▶ [PROBLEM STATEMENT]: Each line in the data holding "pink" should be listed.

######

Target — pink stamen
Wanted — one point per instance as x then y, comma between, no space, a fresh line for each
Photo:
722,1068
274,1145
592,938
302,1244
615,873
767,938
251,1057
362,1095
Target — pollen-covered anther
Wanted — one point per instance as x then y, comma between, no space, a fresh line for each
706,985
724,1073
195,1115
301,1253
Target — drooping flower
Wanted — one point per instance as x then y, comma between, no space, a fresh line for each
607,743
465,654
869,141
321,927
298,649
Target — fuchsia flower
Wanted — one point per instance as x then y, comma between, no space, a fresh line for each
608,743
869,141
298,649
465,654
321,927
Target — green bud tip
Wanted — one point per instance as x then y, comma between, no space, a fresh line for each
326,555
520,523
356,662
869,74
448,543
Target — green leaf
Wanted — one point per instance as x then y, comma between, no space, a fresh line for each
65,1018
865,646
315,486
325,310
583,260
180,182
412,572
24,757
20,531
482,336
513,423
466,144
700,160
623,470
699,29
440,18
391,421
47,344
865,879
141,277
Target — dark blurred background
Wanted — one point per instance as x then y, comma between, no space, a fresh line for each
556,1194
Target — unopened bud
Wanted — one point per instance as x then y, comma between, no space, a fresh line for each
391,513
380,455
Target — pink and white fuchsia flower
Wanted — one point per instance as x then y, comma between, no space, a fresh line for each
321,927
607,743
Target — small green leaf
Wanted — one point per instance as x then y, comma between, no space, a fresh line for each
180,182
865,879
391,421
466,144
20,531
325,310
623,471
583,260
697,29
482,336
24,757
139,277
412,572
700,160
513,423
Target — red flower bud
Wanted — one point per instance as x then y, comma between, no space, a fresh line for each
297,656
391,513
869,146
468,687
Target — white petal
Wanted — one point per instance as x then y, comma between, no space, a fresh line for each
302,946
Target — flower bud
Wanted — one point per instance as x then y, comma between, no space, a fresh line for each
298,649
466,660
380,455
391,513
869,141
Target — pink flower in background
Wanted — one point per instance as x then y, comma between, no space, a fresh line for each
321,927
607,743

######

▶ [WRITTEN SOLUTION]:
Target — pink stamen
Target — pink and white fuchsia flower
Target — pink flower in background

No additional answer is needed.